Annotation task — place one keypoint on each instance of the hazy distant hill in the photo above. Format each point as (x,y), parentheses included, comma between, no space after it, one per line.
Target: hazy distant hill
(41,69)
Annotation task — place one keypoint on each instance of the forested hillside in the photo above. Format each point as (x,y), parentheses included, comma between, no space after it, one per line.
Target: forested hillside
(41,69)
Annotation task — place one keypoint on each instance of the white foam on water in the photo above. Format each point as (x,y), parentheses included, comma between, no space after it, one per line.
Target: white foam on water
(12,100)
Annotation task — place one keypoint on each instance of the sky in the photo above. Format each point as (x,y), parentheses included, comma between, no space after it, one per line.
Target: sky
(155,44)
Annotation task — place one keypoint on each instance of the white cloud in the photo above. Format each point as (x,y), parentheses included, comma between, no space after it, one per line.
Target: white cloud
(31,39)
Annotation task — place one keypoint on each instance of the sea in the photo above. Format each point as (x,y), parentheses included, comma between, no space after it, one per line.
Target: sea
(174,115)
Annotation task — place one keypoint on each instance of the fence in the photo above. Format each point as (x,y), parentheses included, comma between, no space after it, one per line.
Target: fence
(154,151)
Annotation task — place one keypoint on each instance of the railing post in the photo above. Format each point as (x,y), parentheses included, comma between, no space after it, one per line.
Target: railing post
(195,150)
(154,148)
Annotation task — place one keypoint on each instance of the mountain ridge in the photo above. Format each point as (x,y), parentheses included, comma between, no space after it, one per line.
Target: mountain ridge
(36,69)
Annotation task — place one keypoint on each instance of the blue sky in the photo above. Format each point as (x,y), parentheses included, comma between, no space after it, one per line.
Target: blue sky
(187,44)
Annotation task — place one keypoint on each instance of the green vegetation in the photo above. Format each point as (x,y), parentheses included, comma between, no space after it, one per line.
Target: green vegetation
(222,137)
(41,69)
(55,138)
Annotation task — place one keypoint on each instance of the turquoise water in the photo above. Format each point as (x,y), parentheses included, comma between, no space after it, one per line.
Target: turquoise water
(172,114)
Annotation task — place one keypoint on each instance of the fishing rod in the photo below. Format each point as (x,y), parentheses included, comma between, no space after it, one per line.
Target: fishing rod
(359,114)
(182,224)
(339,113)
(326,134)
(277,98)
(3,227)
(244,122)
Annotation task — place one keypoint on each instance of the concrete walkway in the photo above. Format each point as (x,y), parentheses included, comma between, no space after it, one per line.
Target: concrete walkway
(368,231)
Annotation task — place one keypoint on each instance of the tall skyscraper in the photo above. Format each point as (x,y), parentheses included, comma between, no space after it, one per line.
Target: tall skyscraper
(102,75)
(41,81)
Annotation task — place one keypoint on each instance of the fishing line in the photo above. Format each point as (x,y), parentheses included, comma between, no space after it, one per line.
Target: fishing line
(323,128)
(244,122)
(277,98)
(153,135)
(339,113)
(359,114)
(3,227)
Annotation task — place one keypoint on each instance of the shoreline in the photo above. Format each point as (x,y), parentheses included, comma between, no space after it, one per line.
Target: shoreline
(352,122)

__________

:: Stated goal ::
The records above must be repeated exactly, every one of them.

:: The solution ::
Annotation task — place one keypoint on each instance of the hazy distant hill in the photo above. Format each point as (x,y), parentheses included, comma between, no space after it, one per line.
Target: hazy distant hill
(41,69)
Annotation task — place one keypoint on each instance of the forested hillside in the photo above. Format each point as (x,y), parentheses included, comma between, no space after it, one per line.
Target: forested hillside
(41,69)
Annotation task — place one keypoint on each instance of the white foam on water in the photo above. Format each point as (x,y), parentheses included, comma between, no space after it, one per line.
Target: white foam on water
(12,100)
Annotation task — place one keypoint on each instance of the sky in the photo above. Format each point as (x,y), parentheses included, comma between, no space after it, one per line.
Target: sky
(155,44)
Annotation task — place one keypoint on each instance of the white cloud in the photo above. Format each point as (x,y), parentheses included, comma between, no space after it, one per line.
Target: white cloud
(31,39)
Annotation task — place one keypoint on each instance of the sea in the photo above. Format each point as (x,y), parentheses included, comma between, no space after it, one per line.
Target: sea
(174,115)
Annotation task — place one keypoint on each instance of the fence in the photo above. Format each point as (x,y), parentheses included, comma between, no space after it, one per line.
Target: fence
(154,151)
Annotation task — place one keypoint on each instance of the railing post in the photo above. Format each point as (x,y), parentheses included, comma between, no space after it, one per line.
Target: railing post
(195,150)
(154,148)
Annotation task — place one keypoint on each instance of the mountain ridge in the photo above. Format each point as (x,y), parentheses included, comma between, no space after it, one per line.
Target: mountain ridge
(36,69)
Annotation task — place one keypoint on each instance of the blue sky in the photo above. Format each point as (x,y), parentheses included, comma between, no space after it, one per line.
Target: blue sky
(187,44)
Annotation task — place one keypoint on each instance of the green vegetation in the photo above. Format each point as (x,y), parentheses included, comma between, no space after it, one per line.
Target: green vegetation
(222,137)
(41,69)
(55,138)
Annotation task — place one keypoint on each instance of the turquoise water in the photo above. Format each point as (x,y), parentheses included, comma between, no space after it, one per line.
Target: turquoise water
(172,114)
Annotation task — place one keypoint on each instance of the fishing rod in the photo below. Format each point as (x,y), parentheses included, comma between, no space after it, one per line.
Target: fishing rod
(359,114)
(182,224)
(339,113)
(326,134)
(277,98)
(3,227)
(244,122)
Annotation task — place one keypoint on each instance of the concrete walkway in the photo above. Format each point as (x,y), parentheses included, comma between, no space after it, one per line.
Target: concrete walkway
(368,231)
Annotation task — place one keypoint on each instance of the tall skyscraper in the photo above. Format each point as (x,y), parentheses included, comma between, no space after it, one per line.
Target: tall skyscraper
(102,75)
(41,81)
Annotation task — place one keypoint on each instance of the fishing line in the photo above. Format each point as (x,y), parentheses included, comma between, no space after it, one per line.
Target: fishing line
(323,128)
(244,122)
(277,98)
(153,135)
(339,113)
(359,114)
(3,227)
Annotation task — place one keypoint on each instance of the shoreline in the photo above. Format each point as (x,y), parentheses included, comma between, no space after it, one per line.
Target: shoreline
(352,122)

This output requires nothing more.